__Page extract__.

══════

Koffel Publishes Systematic Review Research in PLoS ONE

by Erinn Aspinall

Jonathan Koffel
Jonathan Koffel

Jonathan Koffel, Clinical Information Librarian at the Bio-Medical Library, has been busy completing research on the benefits of librarian involvement in the development of systematic reviews.  

His research findings have been published in the latest issue of PLoS ONE.  

As Koffel explains, “Systematic review articles are thought to provide some of the best answers to healthcare questions.” “They do this by gathering together and carefully critiquing and summarizing all of the available research on a topic,” he adds.

The foundation of a systematic review is a comprehensive and high-quality literature search that can take tens of hours to design and test. For this reason, many guidelines recommend involving a librarian or information specialist in the search.

“Despite these recommendations, research has found that many systematic reviews have poor quality searches and that librarians are involved with less than a quarter of them,” said Koffel.

══════

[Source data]

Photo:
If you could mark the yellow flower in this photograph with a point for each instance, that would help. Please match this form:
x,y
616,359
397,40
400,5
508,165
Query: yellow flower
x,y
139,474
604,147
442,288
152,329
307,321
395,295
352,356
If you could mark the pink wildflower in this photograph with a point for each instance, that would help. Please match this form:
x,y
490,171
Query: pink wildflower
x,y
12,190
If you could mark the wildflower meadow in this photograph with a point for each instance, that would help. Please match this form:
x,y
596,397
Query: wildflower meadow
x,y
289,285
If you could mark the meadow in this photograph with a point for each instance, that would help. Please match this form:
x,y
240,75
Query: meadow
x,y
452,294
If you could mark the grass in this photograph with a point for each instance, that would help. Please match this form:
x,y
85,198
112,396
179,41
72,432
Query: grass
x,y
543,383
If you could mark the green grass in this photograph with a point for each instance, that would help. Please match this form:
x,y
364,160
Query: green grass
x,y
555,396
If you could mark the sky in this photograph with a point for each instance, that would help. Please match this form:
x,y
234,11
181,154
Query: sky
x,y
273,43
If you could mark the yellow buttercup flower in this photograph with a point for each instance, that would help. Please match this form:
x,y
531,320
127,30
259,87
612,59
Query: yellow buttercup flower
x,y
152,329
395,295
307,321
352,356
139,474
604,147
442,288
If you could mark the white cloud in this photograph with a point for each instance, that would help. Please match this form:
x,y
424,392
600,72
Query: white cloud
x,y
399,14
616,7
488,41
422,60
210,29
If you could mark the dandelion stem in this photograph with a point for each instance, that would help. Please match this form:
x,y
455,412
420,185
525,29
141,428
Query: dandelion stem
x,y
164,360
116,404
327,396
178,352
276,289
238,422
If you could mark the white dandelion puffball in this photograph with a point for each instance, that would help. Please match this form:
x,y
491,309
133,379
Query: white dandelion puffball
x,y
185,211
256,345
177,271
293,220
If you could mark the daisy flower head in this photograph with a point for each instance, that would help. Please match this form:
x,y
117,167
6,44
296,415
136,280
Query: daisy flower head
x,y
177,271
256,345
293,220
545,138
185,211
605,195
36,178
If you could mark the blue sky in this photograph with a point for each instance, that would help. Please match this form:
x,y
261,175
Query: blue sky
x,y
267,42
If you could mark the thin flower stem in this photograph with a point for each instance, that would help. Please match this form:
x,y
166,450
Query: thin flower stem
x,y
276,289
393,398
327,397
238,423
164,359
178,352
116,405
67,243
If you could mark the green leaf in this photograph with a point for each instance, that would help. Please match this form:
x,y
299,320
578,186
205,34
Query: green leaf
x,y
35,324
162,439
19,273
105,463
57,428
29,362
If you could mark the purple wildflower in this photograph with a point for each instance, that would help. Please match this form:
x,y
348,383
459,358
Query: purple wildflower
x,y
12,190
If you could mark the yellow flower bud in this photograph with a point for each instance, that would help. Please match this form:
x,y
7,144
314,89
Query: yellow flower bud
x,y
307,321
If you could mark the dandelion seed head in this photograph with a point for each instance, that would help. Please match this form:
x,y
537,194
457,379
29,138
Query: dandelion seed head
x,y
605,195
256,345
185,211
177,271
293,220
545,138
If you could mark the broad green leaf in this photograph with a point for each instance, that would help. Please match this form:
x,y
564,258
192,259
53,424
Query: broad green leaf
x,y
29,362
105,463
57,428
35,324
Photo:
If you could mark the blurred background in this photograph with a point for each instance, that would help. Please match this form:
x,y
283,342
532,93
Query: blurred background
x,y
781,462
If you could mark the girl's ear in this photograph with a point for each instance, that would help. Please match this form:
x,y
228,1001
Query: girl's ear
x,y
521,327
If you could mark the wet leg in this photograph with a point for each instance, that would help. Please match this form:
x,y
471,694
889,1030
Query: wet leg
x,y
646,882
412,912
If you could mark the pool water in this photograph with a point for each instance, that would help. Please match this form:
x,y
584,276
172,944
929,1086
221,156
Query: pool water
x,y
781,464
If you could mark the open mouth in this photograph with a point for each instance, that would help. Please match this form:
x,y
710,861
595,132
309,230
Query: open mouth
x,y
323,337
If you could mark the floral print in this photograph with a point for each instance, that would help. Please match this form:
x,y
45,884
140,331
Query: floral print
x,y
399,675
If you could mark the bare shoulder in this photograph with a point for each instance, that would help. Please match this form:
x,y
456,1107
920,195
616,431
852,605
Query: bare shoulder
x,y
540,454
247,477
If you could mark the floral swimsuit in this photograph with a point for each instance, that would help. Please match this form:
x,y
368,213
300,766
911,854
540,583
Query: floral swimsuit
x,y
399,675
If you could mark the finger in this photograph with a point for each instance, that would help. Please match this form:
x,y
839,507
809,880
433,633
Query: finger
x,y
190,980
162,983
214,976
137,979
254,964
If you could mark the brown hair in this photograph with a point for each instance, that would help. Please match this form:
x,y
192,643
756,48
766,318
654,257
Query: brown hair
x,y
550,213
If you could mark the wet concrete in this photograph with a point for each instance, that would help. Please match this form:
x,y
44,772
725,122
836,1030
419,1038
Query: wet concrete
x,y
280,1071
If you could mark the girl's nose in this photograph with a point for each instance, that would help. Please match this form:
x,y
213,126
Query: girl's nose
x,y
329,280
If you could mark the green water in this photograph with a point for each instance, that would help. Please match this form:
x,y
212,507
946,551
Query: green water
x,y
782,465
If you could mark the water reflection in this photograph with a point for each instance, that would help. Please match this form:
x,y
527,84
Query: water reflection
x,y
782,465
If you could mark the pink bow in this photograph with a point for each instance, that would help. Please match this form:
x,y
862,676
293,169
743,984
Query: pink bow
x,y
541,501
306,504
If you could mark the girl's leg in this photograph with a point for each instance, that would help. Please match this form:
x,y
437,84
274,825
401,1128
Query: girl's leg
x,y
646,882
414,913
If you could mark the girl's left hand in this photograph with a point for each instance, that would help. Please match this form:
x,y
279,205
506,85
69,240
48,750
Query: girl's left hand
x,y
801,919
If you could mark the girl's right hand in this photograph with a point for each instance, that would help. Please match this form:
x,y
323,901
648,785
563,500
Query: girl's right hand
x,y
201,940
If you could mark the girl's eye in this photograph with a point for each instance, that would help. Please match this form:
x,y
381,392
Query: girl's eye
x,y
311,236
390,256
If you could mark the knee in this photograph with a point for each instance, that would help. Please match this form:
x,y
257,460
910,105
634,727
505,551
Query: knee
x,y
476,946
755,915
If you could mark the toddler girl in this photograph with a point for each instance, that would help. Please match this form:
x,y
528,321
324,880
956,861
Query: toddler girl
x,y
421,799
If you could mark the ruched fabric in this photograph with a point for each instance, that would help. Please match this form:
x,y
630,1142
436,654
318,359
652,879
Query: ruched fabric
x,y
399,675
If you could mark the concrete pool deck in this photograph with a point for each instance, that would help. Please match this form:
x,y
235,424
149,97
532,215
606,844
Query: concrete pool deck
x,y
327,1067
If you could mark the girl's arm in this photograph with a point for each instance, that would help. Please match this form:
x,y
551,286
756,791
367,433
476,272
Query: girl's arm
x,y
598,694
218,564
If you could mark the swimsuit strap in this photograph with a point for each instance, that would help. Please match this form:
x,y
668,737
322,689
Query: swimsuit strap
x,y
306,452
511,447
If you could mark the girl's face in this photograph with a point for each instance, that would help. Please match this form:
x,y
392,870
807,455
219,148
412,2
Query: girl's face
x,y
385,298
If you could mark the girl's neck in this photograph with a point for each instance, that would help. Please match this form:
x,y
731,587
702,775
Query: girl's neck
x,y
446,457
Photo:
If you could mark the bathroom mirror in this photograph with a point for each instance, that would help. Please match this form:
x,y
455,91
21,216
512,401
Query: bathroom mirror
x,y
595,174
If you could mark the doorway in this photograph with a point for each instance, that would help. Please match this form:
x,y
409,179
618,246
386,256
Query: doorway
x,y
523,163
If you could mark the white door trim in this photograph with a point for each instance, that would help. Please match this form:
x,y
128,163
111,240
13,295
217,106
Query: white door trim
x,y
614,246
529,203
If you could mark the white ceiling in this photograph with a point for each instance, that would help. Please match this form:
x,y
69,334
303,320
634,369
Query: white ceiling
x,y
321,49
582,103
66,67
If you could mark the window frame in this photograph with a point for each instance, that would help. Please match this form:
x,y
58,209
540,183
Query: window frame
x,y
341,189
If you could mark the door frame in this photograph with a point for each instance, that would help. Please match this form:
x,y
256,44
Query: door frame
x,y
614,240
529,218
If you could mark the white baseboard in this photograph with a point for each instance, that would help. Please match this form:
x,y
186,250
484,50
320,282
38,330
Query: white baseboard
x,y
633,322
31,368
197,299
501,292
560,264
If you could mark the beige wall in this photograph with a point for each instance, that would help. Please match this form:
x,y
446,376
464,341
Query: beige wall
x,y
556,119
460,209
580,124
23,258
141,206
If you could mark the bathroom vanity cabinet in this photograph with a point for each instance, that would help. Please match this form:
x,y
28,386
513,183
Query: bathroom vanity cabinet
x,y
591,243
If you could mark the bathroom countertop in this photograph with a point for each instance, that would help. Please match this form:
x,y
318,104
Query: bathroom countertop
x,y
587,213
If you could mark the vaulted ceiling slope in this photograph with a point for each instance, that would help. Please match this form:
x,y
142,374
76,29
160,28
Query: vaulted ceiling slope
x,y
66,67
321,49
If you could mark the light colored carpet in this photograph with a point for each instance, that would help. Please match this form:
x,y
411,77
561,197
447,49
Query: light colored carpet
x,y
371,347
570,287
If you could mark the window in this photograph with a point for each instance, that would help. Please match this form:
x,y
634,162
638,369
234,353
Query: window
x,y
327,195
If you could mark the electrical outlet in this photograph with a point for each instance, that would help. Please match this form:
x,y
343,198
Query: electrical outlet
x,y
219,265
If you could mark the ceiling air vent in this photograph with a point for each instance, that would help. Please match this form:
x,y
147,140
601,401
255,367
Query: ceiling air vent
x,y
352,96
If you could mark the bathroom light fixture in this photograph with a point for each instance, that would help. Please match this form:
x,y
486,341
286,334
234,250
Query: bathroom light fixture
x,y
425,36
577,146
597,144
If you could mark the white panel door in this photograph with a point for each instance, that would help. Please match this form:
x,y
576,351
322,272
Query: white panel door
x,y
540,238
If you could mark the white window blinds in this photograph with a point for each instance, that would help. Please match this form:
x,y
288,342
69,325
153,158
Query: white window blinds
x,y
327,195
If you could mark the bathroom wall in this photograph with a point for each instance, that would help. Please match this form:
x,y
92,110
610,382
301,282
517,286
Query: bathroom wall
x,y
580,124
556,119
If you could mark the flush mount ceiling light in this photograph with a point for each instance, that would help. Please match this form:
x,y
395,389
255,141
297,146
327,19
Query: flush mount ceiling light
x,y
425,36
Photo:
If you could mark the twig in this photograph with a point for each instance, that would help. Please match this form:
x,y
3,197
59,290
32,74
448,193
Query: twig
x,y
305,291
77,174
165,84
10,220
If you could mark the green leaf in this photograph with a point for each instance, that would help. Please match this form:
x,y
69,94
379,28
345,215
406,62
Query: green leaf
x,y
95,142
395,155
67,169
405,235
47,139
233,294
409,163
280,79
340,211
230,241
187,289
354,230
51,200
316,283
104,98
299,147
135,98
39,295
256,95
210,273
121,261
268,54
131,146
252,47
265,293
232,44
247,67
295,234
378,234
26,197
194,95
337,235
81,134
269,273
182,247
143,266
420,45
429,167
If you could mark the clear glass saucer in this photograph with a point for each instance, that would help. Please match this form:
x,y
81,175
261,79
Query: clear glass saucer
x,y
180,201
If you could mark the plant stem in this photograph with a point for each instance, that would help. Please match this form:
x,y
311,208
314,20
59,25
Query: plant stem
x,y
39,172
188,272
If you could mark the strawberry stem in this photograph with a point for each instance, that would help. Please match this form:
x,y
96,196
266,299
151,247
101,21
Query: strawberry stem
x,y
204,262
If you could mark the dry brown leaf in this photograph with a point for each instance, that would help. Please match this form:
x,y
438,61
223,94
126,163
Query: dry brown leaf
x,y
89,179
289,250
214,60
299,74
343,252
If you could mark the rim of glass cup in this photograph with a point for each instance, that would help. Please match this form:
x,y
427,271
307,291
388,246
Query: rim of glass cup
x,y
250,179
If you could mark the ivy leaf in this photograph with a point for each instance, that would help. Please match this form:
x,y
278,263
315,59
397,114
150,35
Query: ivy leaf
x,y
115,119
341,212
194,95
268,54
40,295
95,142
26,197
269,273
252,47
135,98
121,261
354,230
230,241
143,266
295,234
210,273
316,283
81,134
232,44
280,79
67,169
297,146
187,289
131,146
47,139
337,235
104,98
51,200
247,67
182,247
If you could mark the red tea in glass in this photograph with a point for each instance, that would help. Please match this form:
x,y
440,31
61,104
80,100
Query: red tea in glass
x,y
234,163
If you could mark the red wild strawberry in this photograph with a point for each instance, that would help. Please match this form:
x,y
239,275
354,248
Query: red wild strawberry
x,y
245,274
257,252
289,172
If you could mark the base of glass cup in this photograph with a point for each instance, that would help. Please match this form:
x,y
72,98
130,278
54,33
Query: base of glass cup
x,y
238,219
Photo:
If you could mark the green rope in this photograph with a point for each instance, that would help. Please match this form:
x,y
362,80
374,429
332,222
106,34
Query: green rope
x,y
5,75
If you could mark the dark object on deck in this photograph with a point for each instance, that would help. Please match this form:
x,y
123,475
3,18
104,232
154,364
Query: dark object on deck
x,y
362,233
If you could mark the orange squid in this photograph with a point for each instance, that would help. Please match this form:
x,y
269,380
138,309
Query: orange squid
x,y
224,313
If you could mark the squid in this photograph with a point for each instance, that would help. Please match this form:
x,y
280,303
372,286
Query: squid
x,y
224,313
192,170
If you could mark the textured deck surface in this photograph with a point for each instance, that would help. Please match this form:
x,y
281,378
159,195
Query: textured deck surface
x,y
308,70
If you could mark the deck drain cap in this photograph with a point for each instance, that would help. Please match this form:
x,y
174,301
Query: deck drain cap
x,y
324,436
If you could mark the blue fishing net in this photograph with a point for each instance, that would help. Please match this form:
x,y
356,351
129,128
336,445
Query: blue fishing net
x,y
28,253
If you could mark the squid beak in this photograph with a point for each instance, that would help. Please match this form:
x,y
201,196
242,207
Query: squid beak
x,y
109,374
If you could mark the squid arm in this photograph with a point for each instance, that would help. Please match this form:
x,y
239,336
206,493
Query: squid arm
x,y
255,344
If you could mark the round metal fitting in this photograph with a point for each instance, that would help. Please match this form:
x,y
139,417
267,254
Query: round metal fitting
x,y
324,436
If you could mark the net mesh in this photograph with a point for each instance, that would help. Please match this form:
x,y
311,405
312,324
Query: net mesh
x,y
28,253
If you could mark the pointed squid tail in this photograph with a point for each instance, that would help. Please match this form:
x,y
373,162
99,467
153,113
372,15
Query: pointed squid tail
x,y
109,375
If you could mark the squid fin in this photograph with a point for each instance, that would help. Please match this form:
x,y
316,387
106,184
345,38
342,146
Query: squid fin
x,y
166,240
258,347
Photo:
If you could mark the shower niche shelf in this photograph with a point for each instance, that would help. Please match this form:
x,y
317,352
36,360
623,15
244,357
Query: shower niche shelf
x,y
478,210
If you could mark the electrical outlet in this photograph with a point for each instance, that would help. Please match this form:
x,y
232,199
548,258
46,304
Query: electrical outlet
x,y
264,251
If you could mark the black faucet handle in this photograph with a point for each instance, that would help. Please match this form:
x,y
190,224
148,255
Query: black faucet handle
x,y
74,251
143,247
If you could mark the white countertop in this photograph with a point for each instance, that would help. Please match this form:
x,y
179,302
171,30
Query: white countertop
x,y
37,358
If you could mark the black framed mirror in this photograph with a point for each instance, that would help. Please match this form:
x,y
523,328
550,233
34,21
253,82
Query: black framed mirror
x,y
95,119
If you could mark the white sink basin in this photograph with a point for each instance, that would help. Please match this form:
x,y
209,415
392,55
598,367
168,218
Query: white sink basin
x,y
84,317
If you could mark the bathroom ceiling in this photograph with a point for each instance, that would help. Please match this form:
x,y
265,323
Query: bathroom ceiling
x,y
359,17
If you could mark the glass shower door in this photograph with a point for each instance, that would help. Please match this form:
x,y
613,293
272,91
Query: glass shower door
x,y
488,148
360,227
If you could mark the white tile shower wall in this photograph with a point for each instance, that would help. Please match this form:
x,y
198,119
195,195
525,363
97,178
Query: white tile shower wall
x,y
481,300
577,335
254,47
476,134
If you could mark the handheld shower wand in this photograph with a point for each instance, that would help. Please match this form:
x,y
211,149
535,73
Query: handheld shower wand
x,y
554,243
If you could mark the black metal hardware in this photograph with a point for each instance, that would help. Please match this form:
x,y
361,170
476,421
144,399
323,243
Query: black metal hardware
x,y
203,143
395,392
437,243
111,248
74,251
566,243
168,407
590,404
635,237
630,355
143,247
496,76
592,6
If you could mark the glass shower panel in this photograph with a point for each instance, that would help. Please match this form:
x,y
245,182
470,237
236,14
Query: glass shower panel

══════

__Requirement__.
Please answer these questions using the article about Koffel's systematic review research:
(a) What is Jonathan Koffel's position at the Bio-Medical Library?
(b) How long can the literature search for a systematic review take to design and test?
(c) With what share of systematic reviews does research find librarians are involved?

__Solution below__.
(a) Clinical Information Librarian
(b) Tens of hours
(c) Less than a quarter of them